• _Assignment_
Give back the data in full, with every line exact.

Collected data
* * *

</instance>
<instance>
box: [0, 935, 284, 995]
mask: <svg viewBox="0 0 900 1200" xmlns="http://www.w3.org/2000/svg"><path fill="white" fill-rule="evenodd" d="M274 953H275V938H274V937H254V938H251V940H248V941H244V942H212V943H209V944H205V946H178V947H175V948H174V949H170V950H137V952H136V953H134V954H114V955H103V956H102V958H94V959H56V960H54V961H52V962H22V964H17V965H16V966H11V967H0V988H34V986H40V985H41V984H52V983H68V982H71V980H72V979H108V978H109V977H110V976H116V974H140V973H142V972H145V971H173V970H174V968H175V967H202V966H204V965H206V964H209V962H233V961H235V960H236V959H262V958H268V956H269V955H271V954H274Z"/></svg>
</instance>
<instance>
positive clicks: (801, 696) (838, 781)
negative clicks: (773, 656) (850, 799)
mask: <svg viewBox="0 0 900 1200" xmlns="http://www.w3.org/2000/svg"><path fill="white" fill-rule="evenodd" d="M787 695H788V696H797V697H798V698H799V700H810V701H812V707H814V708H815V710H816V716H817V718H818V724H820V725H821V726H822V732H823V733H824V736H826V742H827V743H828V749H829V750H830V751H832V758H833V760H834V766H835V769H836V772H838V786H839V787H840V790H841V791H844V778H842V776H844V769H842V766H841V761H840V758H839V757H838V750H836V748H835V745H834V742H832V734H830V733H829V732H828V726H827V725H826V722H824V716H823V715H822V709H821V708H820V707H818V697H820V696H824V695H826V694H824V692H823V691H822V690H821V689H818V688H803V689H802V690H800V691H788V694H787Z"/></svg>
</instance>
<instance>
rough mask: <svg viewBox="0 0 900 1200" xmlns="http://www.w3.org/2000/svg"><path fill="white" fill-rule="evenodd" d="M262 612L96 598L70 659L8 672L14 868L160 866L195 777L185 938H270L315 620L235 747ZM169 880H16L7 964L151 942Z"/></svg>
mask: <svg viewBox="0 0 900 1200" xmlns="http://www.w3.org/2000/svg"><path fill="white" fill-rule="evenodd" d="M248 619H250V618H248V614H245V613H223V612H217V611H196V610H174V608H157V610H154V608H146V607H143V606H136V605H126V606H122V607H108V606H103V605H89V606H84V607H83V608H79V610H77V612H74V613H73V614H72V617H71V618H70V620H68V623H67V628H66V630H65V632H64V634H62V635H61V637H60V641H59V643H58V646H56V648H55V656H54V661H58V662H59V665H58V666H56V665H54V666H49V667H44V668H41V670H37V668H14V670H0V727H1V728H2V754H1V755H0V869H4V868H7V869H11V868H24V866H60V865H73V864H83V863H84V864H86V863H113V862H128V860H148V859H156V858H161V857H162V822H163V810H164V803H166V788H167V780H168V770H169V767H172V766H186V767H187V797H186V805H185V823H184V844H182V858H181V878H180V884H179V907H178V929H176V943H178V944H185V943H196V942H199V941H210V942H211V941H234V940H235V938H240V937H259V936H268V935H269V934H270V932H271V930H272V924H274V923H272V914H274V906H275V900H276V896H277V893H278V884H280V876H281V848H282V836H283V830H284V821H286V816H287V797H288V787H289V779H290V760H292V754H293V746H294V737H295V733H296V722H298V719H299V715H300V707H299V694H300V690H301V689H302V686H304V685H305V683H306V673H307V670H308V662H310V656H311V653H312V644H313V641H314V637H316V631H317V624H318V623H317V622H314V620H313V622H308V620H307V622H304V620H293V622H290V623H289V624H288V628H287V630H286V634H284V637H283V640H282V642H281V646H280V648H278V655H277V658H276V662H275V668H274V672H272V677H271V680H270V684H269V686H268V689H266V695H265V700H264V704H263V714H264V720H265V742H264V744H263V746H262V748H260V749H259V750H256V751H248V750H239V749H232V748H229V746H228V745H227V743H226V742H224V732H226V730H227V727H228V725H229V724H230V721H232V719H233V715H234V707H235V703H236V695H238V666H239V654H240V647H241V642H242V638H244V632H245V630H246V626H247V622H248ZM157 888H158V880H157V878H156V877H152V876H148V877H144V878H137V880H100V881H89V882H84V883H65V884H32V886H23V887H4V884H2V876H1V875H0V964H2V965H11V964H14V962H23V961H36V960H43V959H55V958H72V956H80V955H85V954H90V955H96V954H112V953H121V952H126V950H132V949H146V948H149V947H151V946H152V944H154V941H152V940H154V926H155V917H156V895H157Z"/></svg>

* * *

• _Exercise answer_
</instance>
<instance>
box: [0, 935, 284, 995]
mask: <svg viewBox="0 0 900 1200" xmlns="http://www.w3.org/2000/svg"><path fill="white" fill-rule="evenodd" d="M274 953H275V938H274V937H254V938H251V940H248V941H244V942H212V943H209V944H205V946H178V947H175V948H174V949H170V950H137V952H136V953H134V954H114V955H103V956H102V958H94V959H56V960H54V961H52V962H22V964H17V965H16V966H11V967H0V988H34V986H40V985H41V984H52V983H68V982H71V980H72V979H108V978H109V977H110V976H116V974H140V973H142V972H145V971H173V970H174V968H175V967H202V966H204V965H206V964H209V962H233V961H235V960H236V959H262V958H268V956H269V955H271V954H274Z"/></svg>
</instance>
<instance>
positive clicks: (801, 696) (838, 781)
negative clicks: (773, 656) (850, 799)
mask: <svg viewBox="0 0 900 1200" xmlns="http://www.w3.org/2000/svg"><path fill="white" fill-rule="evenodd" d="M787 695H788V696H797V697H798V698H799V700H810V701H812V707H814V708H815V710H816V716H817V718H818V724H820V725H821V726H822V732H823V733H824V736H826V742H827V743H828V749H829V750H830V751H832V758H833V760H834V766H835V769H836V772H838V786H839V787H840V790H841V791H844V778H842V776H844V769H842V766H841V761H840V758H839V757H838V750H836V748H835V745H834V742H832V734H830V733H829V732H828V726H827V725H826V722H824V716H823V715H822V709H821V708H820V707H818V697H820V696H824V695H826V694H824V692H823V691H822V690H821V689H818V688H803V689H802V690H800V691H788V694H787Z"/></svg>
</instance>
<instance>
rough mask: <svg viewBox="0 0 900 1200" xmlns="http://www.w3.org/2000/svg"><path fill="white" fill-rule="evenodd" d="M262 612L96 598L70 659L8 672L14 868L160 866L195 777L185 938H270L315 620L235 747ZM169 880H16L7 964L151 942Z"/></svg>
mask: <svg viewBox="0 0 900 1200" xmlns="http://www.w3.org/2000/svg"><path fill="white" fill-rule="evenodd" d="M248 619H250V618H248V614H245V613H223V612H217V611H196V610H174V608H157V610H154V608H146V607H143V606H136V605H126V606H122V607H108V606H103V605H89V606H84V607H83V608H79V610H77V612H74V613H73V614H72V617H71V618H70V620H68V623H67V628H66V630H65V632H64V634H62V635H61V637H60V641H59V643H58V646H56V648H55V656H54V661H58V662H59V665H58V666H56V665H54V666H49V667H44V668H41V670H37V668H14V670H0V727H1V728H2V754H1V755H0V869H4V868H7V869H11V868H24V866H60V865H73V864H83V863H84V864H86V863H113V862H128V860H148V859H156V858H161V857H162V822H163V810H164V803H166V788H167V780H168V770H169V767H172V766H186V767H187V797H186V805H185V823H184V844H182V858H181V878H180V884H179V907H178V929H176V943H178V944H185V943H196V942H199V941H210V942H211V941H234V940H235V938H240V937H259V936H268V935H269V934H270V932H271V930H272V924H274V923H272V914H274V906H275V900H276V896H277V893H278V884H280V876H281V848H282V836H283V830H284V821H286V816H287V797H288V787H289V779H290V760H292V754H293V746H294V737H295V733H296V722H298V719H299V715H300V707H299V694H300V690H301V689H302V686H304V685H305V683H306V673H307V670H308V662H310V656H311V653H312V644H313V641H314V637H316V631H317V624H318V623H317V622H314V620H313V622H308V620H307V622H304V620H293V622H290V623H289V624H288V628H287V630H286V634H284V637H283V640H282V642H281V646H280V648H278V655H277V658H276V662H275V668H274V672H272V677H271V680H270V684H269V686H268V689H266V695H265V700H264V704H263V714H264V720H265V742H264V744H263V746H262V748H260V749H259V750H256V751H248V750H239V749H232V748H229V746H228V745H227V743H226V742H224V732H226V730H227V727H228V725H229V724H230V721H232V719H233V715H234V707H235V703H236V695H238V666H239V654H240V647H241V642H242V638H244V632H245V630H246V626H247V622H248ZM157 888H158V880H157V878H156V877H152V876H148V877H144V878H137V880H100V881H89V882H84V883H65V884H32V886H23V887H4V884H2V876H1V875H0V964H2V965H11V964H14V962H23V961H36V960H43V959H55V958H72V956H80V955H85V954H90V955H96V954H112V953H121V952H126V950H132V949H146V948H149V947H151V946H152V944H154V941H152V940H154V926H155V917H156V895H157Z"/></svg>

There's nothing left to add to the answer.